◆ やること: 「# test: locate the unopened」を含む行から始まり、レコードの最後で終わる範囲の行を、指示の行も含めてすべて書き直すこと。その際、答えにある点の座標の数値だけを1.25倍し、0.5は切り上げて整数に丸めること。

◆ 入力:
▬▬▬▬▬▬▬▬▬▬
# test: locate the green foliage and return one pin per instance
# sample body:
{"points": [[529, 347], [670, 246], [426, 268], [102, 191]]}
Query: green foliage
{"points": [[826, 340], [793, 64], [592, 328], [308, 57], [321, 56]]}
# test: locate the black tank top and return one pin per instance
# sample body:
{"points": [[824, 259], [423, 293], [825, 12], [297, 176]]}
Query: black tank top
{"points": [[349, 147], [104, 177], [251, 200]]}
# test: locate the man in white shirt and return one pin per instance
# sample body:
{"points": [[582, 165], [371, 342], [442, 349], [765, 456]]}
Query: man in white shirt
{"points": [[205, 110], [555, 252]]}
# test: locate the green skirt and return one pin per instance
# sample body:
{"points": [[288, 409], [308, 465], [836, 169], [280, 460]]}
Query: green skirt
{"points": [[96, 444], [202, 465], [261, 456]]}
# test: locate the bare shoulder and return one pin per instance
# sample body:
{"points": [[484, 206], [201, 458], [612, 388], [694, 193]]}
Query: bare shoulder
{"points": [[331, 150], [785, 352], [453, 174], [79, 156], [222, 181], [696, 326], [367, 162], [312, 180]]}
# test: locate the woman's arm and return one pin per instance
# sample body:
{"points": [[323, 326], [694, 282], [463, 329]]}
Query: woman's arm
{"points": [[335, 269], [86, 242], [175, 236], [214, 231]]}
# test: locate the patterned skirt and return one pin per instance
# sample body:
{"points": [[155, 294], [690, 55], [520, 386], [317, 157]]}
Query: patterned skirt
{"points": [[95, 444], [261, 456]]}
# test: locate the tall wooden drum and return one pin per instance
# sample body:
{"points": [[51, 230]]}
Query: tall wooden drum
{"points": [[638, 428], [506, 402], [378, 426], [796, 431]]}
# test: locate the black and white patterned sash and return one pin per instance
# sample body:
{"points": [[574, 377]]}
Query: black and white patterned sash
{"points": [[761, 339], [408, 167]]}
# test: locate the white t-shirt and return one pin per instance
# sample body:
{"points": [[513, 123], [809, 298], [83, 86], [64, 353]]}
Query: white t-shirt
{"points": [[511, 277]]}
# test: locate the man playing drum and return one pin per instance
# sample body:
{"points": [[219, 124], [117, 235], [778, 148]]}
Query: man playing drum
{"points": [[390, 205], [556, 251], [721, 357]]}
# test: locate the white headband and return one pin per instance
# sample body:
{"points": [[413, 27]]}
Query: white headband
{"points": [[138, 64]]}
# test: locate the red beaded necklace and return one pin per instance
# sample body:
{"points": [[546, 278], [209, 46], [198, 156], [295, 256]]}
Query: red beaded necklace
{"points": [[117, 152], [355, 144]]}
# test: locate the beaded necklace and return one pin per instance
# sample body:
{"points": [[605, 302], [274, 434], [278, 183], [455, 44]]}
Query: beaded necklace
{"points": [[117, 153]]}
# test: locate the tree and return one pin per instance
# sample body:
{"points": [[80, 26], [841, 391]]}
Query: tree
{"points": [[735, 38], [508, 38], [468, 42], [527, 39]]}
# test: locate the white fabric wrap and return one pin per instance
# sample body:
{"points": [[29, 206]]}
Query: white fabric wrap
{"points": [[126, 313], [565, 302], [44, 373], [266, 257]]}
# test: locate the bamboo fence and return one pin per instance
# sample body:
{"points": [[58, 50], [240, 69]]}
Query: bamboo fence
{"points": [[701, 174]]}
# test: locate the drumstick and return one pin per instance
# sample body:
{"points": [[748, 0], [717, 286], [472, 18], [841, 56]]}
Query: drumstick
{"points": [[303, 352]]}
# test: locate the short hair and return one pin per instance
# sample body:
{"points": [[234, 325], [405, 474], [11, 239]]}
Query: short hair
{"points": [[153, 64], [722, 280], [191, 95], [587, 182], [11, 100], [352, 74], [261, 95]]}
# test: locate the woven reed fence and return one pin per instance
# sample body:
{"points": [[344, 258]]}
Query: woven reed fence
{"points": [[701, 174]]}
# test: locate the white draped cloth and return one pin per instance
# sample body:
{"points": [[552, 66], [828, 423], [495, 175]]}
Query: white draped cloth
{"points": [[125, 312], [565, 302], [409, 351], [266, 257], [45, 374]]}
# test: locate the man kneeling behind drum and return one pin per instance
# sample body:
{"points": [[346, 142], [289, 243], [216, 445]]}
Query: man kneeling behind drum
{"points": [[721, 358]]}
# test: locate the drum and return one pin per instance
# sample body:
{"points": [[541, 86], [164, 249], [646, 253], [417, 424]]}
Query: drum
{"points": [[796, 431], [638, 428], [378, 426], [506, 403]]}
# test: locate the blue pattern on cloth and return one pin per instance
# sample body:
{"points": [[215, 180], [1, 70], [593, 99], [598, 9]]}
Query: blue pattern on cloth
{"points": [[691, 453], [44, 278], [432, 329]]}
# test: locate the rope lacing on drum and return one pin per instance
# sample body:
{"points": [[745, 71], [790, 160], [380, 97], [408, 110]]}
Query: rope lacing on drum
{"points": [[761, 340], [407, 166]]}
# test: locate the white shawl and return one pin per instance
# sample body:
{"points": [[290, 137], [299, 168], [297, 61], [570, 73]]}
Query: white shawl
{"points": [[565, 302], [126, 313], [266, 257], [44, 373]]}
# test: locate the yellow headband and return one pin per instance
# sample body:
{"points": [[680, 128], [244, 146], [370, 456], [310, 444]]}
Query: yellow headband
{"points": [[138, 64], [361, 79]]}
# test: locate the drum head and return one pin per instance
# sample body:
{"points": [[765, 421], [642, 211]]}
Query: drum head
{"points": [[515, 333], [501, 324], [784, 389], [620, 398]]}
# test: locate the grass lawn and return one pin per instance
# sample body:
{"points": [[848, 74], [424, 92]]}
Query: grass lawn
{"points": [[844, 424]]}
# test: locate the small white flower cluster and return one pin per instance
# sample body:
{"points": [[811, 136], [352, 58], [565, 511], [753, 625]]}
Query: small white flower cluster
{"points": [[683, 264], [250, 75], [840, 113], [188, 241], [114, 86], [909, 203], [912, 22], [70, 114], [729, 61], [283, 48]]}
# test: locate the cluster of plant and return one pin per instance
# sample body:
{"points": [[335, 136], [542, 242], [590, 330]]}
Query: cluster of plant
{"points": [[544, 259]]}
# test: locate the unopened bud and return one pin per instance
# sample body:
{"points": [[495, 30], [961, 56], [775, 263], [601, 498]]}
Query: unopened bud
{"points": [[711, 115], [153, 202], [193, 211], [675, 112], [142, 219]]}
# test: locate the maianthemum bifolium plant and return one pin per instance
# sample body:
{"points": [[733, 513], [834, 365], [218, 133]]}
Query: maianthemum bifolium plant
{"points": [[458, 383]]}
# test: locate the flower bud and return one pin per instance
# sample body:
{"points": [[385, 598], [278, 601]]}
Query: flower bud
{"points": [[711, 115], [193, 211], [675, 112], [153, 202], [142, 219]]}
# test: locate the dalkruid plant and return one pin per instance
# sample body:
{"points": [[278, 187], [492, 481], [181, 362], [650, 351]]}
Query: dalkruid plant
▬▬▬▬▬▬▬▬▬▬
◆ 最終回答:
# test: locate the unopened bud and return one pin per instance
# sample body:
{"points": [[495, 30], [961, 56], [775, 263], [601, 498]]}
Query: unopened bud
{"points": [[889, 144], [191, 253], [241, 264], [844, 140], [178, 274]]}
# test: locate the maianthemum bifolium plant and return one pin per instance
# sample body:
{"points": [[733, 513], [834, 365], [218, 133]]}
Query: maianthemum bifolium plant
{"points": [[573, 479]]}
# test: locate the flower bud and return one pin per instance
# sample body:
{"points": [[385, 598], [278, 601]]}
Query: flower bud
{"points": [[889, 144], [241, 264], [844, 140], [191, 253], [178, 274]]}
# test: locate the dalkruid plant and return one pin per instance
# sample body:
{"points": [[278, 187], [492, 481], [181, 362], [650, 351]]}
Query: dalkruid plant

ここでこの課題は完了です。